Edit the lines starting at the one containing "target: <item>blue jeans</item>" and ending at the one containing "348), (390, 344)]", changing "blue jeans" to "denim jeans" and leaving everything else as it is. Output only those lines.

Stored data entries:
##########

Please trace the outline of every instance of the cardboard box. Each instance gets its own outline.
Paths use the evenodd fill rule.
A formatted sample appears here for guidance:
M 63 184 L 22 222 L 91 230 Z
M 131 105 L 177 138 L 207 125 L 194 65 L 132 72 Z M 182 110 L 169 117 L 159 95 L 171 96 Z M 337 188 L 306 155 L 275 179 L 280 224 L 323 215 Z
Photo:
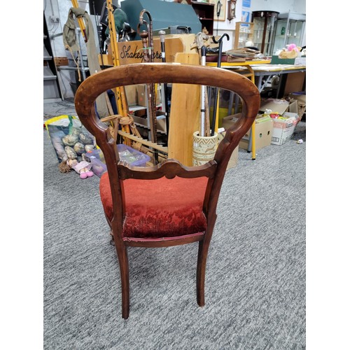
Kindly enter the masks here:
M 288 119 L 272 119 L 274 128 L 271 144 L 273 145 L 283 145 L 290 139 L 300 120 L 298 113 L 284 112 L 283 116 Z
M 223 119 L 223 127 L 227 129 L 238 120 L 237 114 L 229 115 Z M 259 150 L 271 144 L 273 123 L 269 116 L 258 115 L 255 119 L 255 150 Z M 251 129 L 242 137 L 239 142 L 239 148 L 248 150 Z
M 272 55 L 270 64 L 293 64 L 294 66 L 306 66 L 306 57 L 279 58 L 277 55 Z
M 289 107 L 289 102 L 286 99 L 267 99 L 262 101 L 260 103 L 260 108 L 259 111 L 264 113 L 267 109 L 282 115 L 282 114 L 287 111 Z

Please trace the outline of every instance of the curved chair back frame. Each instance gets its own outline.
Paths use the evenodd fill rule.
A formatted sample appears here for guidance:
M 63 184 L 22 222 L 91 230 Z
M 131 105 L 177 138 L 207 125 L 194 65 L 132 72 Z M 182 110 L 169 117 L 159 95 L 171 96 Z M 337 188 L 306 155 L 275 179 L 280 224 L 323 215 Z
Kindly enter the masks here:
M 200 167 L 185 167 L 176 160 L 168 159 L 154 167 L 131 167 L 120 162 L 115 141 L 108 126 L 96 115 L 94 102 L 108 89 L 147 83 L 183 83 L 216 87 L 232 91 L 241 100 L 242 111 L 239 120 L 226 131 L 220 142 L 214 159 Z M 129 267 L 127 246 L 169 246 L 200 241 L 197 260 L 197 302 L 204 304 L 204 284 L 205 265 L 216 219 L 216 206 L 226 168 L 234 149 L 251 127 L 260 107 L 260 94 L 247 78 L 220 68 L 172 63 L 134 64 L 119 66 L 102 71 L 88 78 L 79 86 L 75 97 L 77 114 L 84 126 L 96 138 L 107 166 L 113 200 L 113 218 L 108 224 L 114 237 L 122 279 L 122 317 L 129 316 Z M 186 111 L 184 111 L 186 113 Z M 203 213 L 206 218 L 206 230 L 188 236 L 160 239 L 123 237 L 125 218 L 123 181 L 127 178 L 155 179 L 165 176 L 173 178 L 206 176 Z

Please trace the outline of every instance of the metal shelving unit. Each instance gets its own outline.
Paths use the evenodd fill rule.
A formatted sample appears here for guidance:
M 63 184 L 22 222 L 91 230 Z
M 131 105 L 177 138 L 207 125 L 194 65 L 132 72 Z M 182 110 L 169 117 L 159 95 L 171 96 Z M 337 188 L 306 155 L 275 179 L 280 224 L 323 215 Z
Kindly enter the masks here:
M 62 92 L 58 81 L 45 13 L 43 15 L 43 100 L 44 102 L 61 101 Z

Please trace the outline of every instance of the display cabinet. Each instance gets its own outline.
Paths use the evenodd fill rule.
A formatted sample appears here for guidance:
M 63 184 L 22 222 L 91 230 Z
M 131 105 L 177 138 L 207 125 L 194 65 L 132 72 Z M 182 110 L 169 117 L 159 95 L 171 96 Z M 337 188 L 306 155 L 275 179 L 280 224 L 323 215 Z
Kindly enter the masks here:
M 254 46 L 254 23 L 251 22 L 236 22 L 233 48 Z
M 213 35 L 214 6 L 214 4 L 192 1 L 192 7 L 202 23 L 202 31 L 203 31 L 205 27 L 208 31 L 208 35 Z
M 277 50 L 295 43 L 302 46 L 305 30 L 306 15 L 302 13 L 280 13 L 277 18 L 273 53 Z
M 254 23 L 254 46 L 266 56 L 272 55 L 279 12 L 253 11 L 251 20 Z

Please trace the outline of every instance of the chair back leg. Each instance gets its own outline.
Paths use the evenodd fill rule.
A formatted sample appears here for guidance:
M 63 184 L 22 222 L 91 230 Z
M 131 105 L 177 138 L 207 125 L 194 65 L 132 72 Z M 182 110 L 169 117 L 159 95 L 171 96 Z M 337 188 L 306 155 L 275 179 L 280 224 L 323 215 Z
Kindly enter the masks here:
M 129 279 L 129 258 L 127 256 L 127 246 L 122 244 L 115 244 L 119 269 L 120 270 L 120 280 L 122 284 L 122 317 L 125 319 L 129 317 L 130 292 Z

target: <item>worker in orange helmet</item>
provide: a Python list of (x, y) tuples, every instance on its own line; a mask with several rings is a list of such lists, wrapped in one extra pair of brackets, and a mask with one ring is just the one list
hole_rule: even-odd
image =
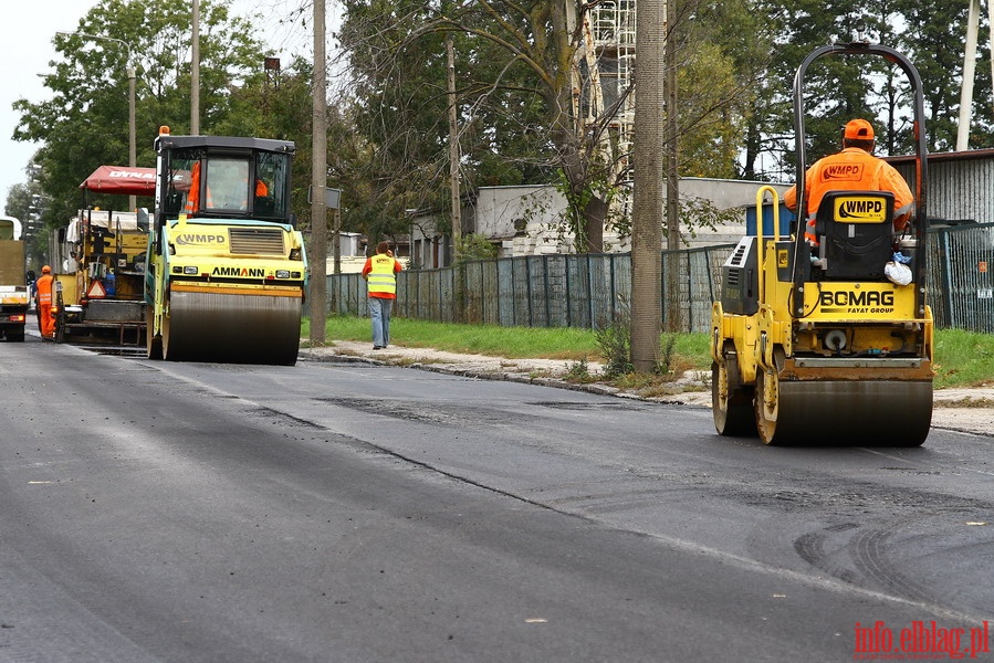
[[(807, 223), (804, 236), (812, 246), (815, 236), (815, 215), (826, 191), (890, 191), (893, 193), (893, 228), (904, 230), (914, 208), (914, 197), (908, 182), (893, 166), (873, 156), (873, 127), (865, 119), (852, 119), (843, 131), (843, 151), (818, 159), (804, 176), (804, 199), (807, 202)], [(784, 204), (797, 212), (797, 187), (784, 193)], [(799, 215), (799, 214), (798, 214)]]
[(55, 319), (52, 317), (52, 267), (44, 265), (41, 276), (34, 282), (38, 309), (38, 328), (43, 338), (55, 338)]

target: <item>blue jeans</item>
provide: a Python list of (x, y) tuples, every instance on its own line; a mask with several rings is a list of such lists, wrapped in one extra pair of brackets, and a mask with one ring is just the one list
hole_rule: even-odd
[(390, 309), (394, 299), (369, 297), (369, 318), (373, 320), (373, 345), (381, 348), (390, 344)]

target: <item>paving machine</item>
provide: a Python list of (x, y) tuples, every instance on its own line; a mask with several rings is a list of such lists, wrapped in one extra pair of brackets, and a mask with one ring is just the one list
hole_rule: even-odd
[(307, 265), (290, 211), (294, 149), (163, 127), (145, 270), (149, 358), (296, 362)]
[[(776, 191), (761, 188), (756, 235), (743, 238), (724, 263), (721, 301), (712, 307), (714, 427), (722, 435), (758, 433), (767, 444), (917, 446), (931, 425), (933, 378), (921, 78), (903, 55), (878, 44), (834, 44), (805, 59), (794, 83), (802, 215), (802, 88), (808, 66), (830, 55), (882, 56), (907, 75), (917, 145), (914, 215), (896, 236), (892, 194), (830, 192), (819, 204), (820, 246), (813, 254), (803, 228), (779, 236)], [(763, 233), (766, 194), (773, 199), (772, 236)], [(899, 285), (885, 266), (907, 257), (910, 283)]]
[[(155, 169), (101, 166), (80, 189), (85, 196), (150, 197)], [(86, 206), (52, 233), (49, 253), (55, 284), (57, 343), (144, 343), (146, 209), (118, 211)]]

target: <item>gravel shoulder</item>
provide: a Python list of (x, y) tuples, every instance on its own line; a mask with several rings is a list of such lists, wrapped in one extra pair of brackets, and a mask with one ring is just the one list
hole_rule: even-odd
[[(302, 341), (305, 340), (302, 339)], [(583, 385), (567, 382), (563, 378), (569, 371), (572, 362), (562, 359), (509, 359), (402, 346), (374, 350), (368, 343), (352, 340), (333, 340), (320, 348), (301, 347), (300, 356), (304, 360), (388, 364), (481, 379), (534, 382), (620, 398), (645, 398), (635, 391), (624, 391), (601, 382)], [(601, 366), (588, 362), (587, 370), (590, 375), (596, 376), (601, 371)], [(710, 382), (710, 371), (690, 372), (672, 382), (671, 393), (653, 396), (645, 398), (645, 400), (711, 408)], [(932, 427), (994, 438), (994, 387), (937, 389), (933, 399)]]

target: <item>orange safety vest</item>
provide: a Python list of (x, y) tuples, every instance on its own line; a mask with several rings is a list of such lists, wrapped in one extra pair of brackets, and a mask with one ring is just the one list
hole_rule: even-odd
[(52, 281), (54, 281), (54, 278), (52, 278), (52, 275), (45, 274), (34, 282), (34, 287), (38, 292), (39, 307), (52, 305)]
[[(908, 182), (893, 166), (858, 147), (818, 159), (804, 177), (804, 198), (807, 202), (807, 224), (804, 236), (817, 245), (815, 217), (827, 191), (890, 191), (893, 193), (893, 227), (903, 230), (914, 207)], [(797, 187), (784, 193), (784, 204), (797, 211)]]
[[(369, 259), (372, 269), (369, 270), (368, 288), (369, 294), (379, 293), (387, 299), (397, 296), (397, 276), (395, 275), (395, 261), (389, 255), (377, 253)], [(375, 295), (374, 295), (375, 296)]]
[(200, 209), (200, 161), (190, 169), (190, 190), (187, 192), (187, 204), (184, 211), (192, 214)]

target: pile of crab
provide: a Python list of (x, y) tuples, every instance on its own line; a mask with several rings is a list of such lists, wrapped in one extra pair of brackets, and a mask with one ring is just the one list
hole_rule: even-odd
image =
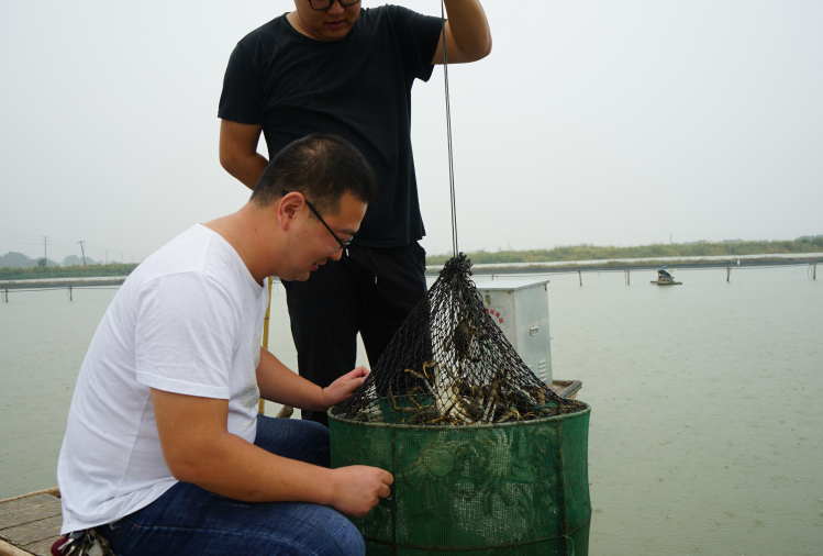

##########

**Exercise solution**
target: <item>denim jeans</item>
provide: a Python list of (x, y) tuples, every instance on its own line; a mask with several rings is a list of such lists, wrapped in one extra pair of brackets, and a mask with one ring is just the one list
hole_rule: even-odd
[(390, 309), (394, 299), (369, 297), (369, 318), (373, 320), (373, 345), (381, 348), (390, 344)]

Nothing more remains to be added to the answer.